* Begin *

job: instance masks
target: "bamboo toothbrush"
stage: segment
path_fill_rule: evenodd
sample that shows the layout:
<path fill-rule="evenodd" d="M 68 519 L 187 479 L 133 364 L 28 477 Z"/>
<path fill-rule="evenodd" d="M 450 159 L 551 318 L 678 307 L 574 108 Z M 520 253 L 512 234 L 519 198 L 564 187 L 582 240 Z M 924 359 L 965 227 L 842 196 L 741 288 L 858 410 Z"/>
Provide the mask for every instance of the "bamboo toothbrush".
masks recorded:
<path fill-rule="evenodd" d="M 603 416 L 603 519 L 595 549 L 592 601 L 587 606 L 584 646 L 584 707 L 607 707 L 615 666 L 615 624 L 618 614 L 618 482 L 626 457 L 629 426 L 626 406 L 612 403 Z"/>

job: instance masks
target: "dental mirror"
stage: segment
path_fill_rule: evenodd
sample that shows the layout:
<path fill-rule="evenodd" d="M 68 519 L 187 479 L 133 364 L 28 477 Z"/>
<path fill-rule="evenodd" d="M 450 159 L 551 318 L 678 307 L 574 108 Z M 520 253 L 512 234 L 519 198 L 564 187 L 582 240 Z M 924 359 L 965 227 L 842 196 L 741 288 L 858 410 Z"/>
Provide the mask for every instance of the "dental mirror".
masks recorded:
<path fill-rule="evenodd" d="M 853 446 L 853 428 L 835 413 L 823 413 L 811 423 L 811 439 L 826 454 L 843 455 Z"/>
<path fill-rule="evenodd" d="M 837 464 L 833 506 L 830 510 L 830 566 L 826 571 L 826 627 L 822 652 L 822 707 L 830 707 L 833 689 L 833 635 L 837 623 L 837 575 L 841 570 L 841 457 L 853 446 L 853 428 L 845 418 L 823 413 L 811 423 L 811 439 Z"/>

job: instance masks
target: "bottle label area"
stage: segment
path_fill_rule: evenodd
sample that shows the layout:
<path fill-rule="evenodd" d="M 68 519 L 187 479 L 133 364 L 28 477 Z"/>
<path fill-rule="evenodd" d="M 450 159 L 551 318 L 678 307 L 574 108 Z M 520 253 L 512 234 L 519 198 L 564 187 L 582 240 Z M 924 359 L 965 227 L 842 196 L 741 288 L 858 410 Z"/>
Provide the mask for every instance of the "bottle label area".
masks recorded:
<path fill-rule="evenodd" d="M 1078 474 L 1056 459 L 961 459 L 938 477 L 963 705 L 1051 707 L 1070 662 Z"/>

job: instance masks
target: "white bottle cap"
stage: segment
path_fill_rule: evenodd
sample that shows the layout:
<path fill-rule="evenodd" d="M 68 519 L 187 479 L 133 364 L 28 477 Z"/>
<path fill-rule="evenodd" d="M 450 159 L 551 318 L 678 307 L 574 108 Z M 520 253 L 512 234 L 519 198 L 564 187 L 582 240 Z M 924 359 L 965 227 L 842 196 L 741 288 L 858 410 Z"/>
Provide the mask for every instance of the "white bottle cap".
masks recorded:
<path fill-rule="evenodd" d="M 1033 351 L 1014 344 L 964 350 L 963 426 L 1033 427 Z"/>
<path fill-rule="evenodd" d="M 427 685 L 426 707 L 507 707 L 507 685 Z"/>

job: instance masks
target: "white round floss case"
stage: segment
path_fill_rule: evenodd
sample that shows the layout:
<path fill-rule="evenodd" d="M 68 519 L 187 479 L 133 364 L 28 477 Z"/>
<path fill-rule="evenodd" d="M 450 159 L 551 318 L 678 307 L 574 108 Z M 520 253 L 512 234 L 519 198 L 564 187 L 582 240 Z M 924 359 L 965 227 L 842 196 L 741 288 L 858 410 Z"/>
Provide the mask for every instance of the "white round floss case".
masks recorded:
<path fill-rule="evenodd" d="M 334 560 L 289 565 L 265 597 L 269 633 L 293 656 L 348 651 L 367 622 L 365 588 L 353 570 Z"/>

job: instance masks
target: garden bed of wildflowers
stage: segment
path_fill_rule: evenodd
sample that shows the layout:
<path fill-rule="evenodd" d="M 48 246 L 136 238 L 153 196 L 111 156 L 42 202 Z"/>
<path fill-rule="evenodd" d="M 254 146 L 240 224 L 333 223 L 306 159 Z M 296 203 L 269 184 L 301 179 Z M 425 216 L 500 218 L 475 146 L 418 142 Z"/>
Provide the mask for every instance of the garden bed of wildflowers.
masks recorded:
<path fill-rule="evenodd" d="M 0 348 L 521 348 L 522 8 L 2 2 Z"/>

* End *

Work to do. Copy the lines above verbatim.

Final result.
job: instance masks
target: "bamboo toothbrush"
stage: segment
path_fill_rule: evenodd
sample that shows the layout:
<path fill-rule="evenodd" d="M 68 519 L 187 479 L 133 364 L 28 477 Z"/>
<path fill-rule="evenodd" d="M 450 159 L 551 318 L 678 307 L 574 108 Z M 520 253 L 512 234 L 519 198 L 564 187 L 582 240 Z M 924 359 L 965 227 L 842 196 L 741 288 L 858 410 Z"/>
Provide the mask for every instance of the "bamboo toothbrush".
masks recorded:
<path fill-rule="evenodd" d="M 603 416 L 603 519 L 595 549 L 592 601 L 587 606 L 584 646 L 584 707 L 607 707 L 615 666 L 615 624 L 618 614 L 618 482 L 626 457 L 629 426 L 626 406 L 612 403 Z"/>

job: instance masks
target: "dental mirror"
stage: segment
path_fill_rule: evenodd
sample that shows the layout:
<path fill-rule="evenodd" d="M 68 519 L 187 479 L 133 364 L 28 477 Z"/>
<path fill-rule="evenodd" d="M 450 159 L 551 318 L 678 307 L 574 108 Z M 520 253 L 512 234 L 519 198 L 564 187 L 582 240 Z M 924 359 L 965 227 L 842 196 L 741 288 L 858 410 Z"/>
Provide the mask for every instance of the "dental mirror".
masks recorded:
<path fill-rule="evenodd" d="M 853 446 L 853 428 L 835 413 L 823 413 L 811 423 L 811 439 L 826 454 L 843 455 Z"/>
<path fill-rule="evenodd" d="M 837 464 L 833 506 L 830 510 L 830 566 L 826 571 L 826 627 L 822 652 L 822 707 L 830 707 L 833 689 L 833 635 L 837 623 L 837 575 L 841 570 L 841 457 L 853 446 L 853 428 L 845 418 L 823 413 L 811 423 L 811 439 Z"/>

job: instance masks
target: "bottle label area"
stage: segment
path_fill_rule: evenodd
sample that shows the layout:
<path fill-rule="evenodd" d="M 68 519 L 187 479 L 133 364 L 28 477 Z"/>
<path fill-rule="evenodd" d="M 450 159 L 551 318 L 678 307 L 574 108 Z M 520 253 L 512 234 L 519 198 L 564 187 L 582 240 Z M 924 359 L 965 227 L 842 196 L 741 288 L 858 410 Z"/>
Provide the mask for every instance of the "bottle label area".
masks recorded:
<path fill-rule="evenodd" d="M 1078 474 L 1056 459 L 961 459 L 938 477 L 963 705 L 1051 707 L 1070 662 Z"/>

job: instance masks
target: "white bottle cap"
stage: segment
path_fill_rule: evenodd
sample that shows the layout:
<path fill-rule="evenodd" d="M 68 519 L 187 479 L 133 364 L 28 477 Z"/>
<path fill-rule="evenodd" d="M 450 159 L 551 318 L 678 307 L 574 108 Z M 520 253 L 512 234 L 519 198 L 564 187 L 582 240 Z M 924 359 L 965 227 L 842 196 L 741 288 L 858 410 Z"/>
Provide the mask for every instance of the "white bottle cap".
masks recorded:
<path fill-rule="evenodd" d="M 1033 351 L 1014 344 L 964 350 L 963 426 L 1033 427 Z"/>
<path fill-rule="evenodd" d="M 427 685 L 426 707 L 507 707 L 507 685 Z"/>

job: instance masks
target: "white round floss case"
stage: segment
path_fill_rule: evenodd
sample that shows the layout:
<path fill-rule="evenodd" d="M 68 519 L 187 479 L 133 364 L 28 477 Z"/>
<path fill-rule="evenodd" d="M 450 159 L 551 318 L 678 307 L 574 108 Z M 520 253 L 512 234 L 519 198 L 564 187 L 582 240 Z M 924 359 L 965 227 L 842 196 L 741 288 L 858 410 Z"/>
Provide the mask for every instance of the "white round floss case".
masks recorded:
<path fill-rule="evenodd" d="M 334 560 L 289 565 L 265 597 L 269 633 L 293 656 L 348 651 L 367 622 L 365 588 L 353 570 Z"/>

job: instance masks
target: garden bed of wildflowers
stage: segment
path_fill_rule: evenodd
sample that shows the layout:
<path fill-rule="evenodd" d="M 48 246 L 136 238 L 153 196 L 111 156 L 42 202 Z"/>
<path fill-rule="evenodd" d="M 254 146 L 240 224 L 333 223 L 306 159 Z M 296 203 L 269 184 L 301 179 Z M 425 216 L 500 218 L 475 146 L 418 142 Z"/>
Provide the mask for every instance of the garden bed of wildflowers.
masks recorded:
<path fill-rule="evenodd" d="M 0 348 L 521 348 L 522 8 L 2 2 Z"/>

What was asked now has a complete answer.